WHAT IS EXPECTED >> Reproduce every one of the entries below word for word, omitting the pictures.
--- BEGIN DATASET ROWS ---
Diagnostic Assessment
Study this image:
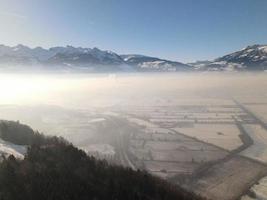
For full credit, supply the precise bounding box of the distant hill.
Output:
[189,45,267,71]
[0,121,201,200]
[0,45,191,72]
[0,45,267,72]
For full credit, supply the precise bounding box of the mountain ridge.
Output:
[0,44,267,72]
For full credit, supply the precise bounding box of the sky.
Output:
[0,0,267,62]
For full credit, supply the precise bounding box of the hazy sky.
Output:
[0,0,267,62]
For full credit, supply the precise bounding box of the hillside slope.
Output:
[0,121,203,200]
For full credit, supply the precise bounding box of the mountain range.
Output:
[0,44,267,72]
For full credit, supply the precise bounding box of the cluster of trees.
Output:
[0,122,203,200]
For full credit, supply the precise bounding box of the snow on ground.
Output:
[241,124,267,163]
[174,124,242,150]
[83,144,115,156]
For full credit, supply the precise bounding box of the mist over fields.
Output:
[0,72,267,200]
[0,72,267,108]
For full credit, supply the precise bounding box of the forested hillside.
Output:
[0,121,203,200]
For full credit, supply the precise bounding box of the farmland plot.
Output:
[174,124,243,151]
[184,157,266,200]
[240,124,267,163]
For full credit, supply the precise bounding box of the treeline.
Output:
[0,122,203,200]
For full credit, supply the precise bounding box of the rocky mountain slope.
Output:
[190,45,267,71]
[0,45,191,72]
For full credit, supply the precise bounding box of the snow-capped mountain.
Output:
[0,45,190,71]
[121,54,192,72]
[190,45,267,71]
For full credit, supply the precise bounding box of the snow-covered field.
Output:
[174,124,243,150]
[241,124,267,163]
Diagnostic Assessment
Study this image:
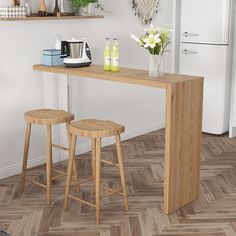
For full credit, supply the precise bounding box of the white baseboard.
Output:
[0,122,165,179]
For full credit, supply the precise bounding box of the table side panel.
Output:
[164,78,203,214]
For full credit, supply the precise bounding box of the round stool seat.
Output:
[25,109,74,125]
[70,119,125,138]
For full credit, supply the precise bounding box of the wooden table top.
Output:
[33,64,202,89]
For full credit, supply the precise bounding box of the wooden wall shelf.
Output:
[0,15,104,21]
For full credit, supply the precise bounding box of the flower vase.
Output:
[149,54,164,77]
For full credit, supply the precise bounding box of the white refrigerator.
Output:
[179,0,232,134]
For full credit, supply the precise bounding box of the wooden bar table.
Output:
[33,65,204,214]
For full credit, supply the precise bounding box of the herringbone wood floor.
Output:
[0,130,236,236]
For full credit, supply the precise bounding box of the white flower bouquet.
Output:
[131,25,170,76]
[131,25,170,55]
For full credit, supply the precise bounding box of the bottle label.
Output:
[112,57,119,67]
[105,56,111,66]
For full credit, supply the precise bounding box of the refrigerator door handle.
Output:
[182,49,198,55]
[183,32,199,38]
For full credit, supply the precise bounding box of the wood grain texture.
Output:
[33,64,201,89]
[33,65,203,214]
[70,119,125,138]
[25,109,74,125]
[164,80,203,214]
[0,130,236,236]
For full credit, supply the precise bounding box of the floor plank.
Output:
[0,130,236,236]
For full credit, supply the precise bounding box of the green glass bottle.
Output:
[111,38,120,72]
[103,38,111,71]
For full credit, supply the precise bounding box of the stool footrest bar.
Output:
[74,177,93,186]
[52,168,66,175]
[67,194,96,208]
[101,159,120,167]
[25,178,47,188]
[51,173,66,180]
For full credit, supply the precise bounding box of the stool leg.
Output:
[20,123,31,194]
[46,125,52,204]
[116,135,128,210]
[64,134,76,210]
[95,138,101,224]
[91,138,96,193]
[66,122,79,192]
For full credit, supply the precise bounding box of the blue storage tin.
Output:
[43,49,64,66]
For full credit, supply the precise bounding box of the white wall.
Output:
[0,0,173,178]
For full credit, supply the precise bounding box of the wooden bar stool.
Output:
[20,109,79,204]
[64,120,128,224]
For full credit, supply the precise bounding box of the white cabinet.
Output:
[180,43,229,134]
[180,0,230,44]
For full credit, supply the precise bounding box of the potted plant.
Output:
[71,0,103,16]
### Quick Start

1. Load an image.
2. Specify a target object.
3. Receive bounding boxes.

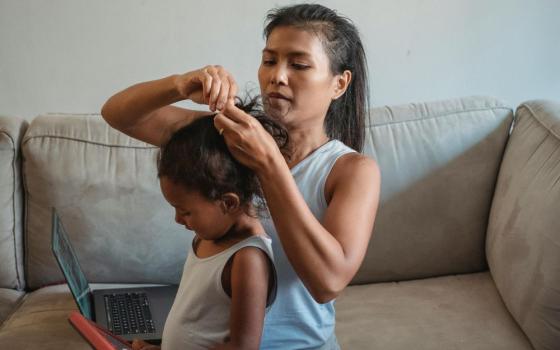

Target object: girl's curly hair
[157,97,289,215]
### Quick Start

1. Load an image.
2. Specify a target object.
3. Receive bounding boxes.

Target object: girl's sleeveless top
[161,235,276,350]
[261,140,356,350]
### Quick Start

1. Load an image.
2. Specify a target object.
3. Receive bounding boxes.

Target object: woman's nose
[270,64,288,85]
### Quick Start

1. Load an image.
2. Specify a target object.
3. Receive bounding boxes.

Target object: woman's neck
[287,125,329,169]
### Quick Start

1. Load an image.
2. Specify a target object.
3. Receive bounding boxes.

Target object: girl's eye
[292,63,309,70]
--- END DATASET ROWS ---
PROBLEM SOLUTION >>
Diagnostic Assessment
Study this image:
For full credit, supply the precise bounding box of the distant hill.
Output:
[189,45,267,71]
[0,121,201,200]
[0,45,191,72]
[0,45,267,72]
For full credit, supply the precise bounding box of the mountain ridge.
Output:
[0,44,267,72]
For full credit, supply the precise bounding box of the sky.
Output:
[0,0,267,62]
For full credit, supply the precise bounding box of the hazy sky.
Output:
[0,0,267,62]
For full credit, supply the precise bounding box of the hillside slope.
Output:
[0,121,203,200]
For full credit, supply the precise bounding box of the mountain range.
Output:
[0,44,267,72]
For full credit, supply the precise bounding box of the cluster of trees.
Output:
[0,122,203,200]
For full credit, supply the precise bounding box of the snow on ground.
Output:
[241,124,267,163]
[174,124,242,150]
[83,144,115,156]
For full credit, supply the precise bounding box of the mist over fields.
Output:
[0,72,267,200]
[0,72,267,108]
For full credit, supply the precise bounding box of the forested hillside.
Output:
[0,121,203,200]
For full credit, supply the precise bounding box of the farmland plot.
Output:
[174,124,243,151]
[184,157,266,200]
[240,124,267,163]
For full credit, supply the precise bounding box of the treeline.
Output:
[0,122,203,200]
For full credit, supply the precise bounding box of the rocky mountain slope.
Output:
[190,45,267,71]
[0,45,191,72]
For full credit, supply the precise bounding box of the snow-capped mountain.
Output:
[0,45,190,71]
[121,54,192,72]
[190,45,267,71]
For full credit, supply the precise bounding box of the snow-covered field.
Output:
[174,124,243,150]
[241,124,267,163]
Diagnostic Assessment
Study this image:
For full credit, supply the precise bounding box of the white baseboard.
Output:
[0,122,165,179]
For full credit, supply the precise bounding box of the table side panel.
Output:
[164,78,203,214]
For full credit, supply the precise bounding box of the round stool seat.
Output:
[25,109,74,125]
[70,119,125,138]
For full credit, supply the precise bounding box of the wooden table top.
Output:
[33,64,202,89]
For full credit, supply the precise bounding box of the wooden wall shelf.
Output:
[0,15,104,21]
For full credit, supply the precise bounding box of the flower vase.
Output:
[149,54,164,77]
For full credit, supply the precise bounding box of the white refrigerator.
Output:
[179,0,232,134]
For full credit, supply the precise bounding box of the wooden bar table.
Output:
[33,65,204,214]
For full credit, supply the precise bounding box of the herringbone wood floor.
Output:
[0,130,236,236]
For full credit, supply the precise bounding box of the white flower bouquet.
Output:
[131,25,170,76]
[131,25,170,55]
For full credit, supply the precise bounding box of the bottle label.
Output:
[112,57,119,67]
[105,56,111,66]
For full credit, supply the precise bounding box of the refrigerator door handle.
Output:
[182,49,198,55]
[183,32,199,38]
For full credit, supply the precise bounding box of the wood grain texture.
Output:
[33,64,201,89]
[33,65,203,214]
[70,119,125,138]
[25,109,74,125]
[164,80,203,214]
[0,130,236,236]
For full credit, supply the precise bounding box of the floor plank.
Output:
[0,130,236,236]
For full credit, supply the precise bounding box of the green glass bottle.
Output:
[111,38,120,72]
[103,38,111,71]
For full credit, supply the precise bounding box of the stool footrest bar.
Output:
[74,177,93,186]
[52,168,66,175]
[67,194,96,208]
[101,159,120,167]
[25,178,47,188]
[51,173,66,180]
For full credit, supply the precise bounding box of the stool leg.
Output:
[20,123,31,194]
[46,125,52,204]
[116,135,128,210]
[64,134,76,210]
[95,138,101,224]
[91,138,96,193]
[66,122,79,192]
For full credit, supply the precise bounding box of the blue storage tin.
Output:
[43,49,64,66]
For full credit, supply the precise bounding box of the white wall.
Output:
[0,0,173,178]
For full credit, supply the precise bounding box of the wooden bar stool.
Output:
[20,109,79,204]
[64,120,128,224]
For full credit, supply the precise bounding box of the white cabinet.
Output:
[180,43,229,134]
[180,0,230,44]
For full credit, supply the precise bounding box of the potted plant.
Output:
[71,0,103,16]
### Quick Start

1. Load an image.
2. Specify a target object.
3. Receive bounding boxes.


Target object: girl's curly hair
[157,97,289,215]
### Quick Start

1. Load an image.
2. Specify a target object.
3. Receive bounding boxes.

Target object: girl's sleeveless top
[161,235,276,350]
[261,140,356,350]
### Quick Start

1. Load an image.
2. Specify a target object.
3. Receive bounding boxes.

Target object: woman's nose
[270,64,288,85]
### Quick Start

1. Load an image.
2. Specify a target object.
3. Receive bounding boxes.

Target object: woman's neck
[287,125,329,169]
### Quick Start

1. Load an image.
2. Specify a target object.
3. Receive bounding boxes.

Target object: girl's eye
[292,63,309,70]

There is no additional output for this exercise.